■ EXERCISE GOAL: Rewrite every line of the items below as one numbered list, dropping any blank lines.

■ DATASET:

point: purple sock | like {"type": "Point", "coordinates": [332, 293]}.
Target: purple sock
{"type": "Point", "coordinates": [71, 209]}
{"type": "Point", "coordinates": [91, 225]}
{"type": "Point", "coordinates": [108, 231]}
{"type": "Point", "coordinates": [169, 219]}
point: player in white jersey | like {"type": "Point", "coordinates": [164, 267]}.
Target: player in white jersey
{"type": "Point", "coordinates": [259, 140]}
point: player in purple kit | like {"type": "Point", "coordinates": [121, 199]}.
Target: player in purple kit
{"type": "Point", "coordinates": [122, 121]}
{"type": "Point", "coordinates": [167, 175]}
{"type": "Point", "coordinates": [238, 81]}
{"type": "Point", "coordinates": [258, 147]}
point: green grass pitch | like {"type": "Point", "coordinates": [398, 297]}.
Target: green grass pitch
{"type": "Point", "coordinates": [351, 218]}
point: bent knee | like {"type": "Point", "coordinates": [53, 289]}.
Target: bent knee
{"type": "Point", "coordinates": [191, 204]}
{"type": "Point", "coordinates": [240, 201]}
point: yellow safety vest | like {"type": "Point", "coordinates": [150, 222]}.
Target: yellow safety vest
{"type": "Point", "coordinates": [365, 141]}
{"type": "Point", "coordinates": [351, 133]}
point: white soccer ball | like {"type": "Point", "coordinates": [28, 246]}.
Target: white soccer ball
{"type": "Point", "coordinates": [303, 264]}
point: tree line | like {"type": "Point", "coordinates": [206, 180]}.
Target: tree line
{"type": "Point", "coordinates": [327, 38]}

■ RESULT FOR THIS TASK:
1. point: purple sock | like {"type": "Point", "coordinates": [332, 293]}.
2. Target: purple sock
3. {"type": "Point", "coordinates": [71, 209]}
4. {"type": "Point", "coordinates": [91, 225]}
5. {"type": "Point", "coordinates": [108, 231]}
6. {"type": "Point", "coordinates": [169, 219]}
7. point: player in white jersey | like {"type": "Point", "coordinates": [164, 267]}.
8. Target: player in white jersey
9. {"type": "Point", "coordinates": [259, 140]}
10. point: player in purple kit | like {"type": "Point", "coordinates": [121, 199]}.
11. Target: player in purple kit
12. {"type": "Point", "coordinates": [122, 121]}
13. {"type": "Point", "coordinates": [167, 175]}
14. {"type": "Point", "coordinates": [238, 81]}
15. {"type": "Point", "coordinates": [258, 147]}
16. point: green grass pitch | like {"type": "Point", "coordinates": [398, 297]}.
17. Target: green grass pitch
18. {"type": "Point", "coordinates": [351, 218]}
19. point: bent knee | like {"type": "Point", "coordinates": [53, 289]}.
20. Target: bent knee
21. {"type": "Point", "coordinates": [191, 204]}
22. {"type": "Point", "coordinates": [240, 201]}
23. point: yellow safety vest | like {"type": "Point", "coordinates": [150, 222]}.
24. Target: yellow safety vest
25. {"type": "Point", "coordinates": [365, 141]}
26. {"type": "Point", "coordinates": [351, 133]}
27. point: white soccer ball | like {"type": "Point", "coordinates": [28, 246]}.
28. Target: white soccer ball
29. {"type": "Point", "coordinates": [303, 264]}
30. point: tree line | like {"type": "Point", "coordinates": [206, 180]}.
31. Target: tree line
32. {"type": "Point", "coordinates": [327, 38]}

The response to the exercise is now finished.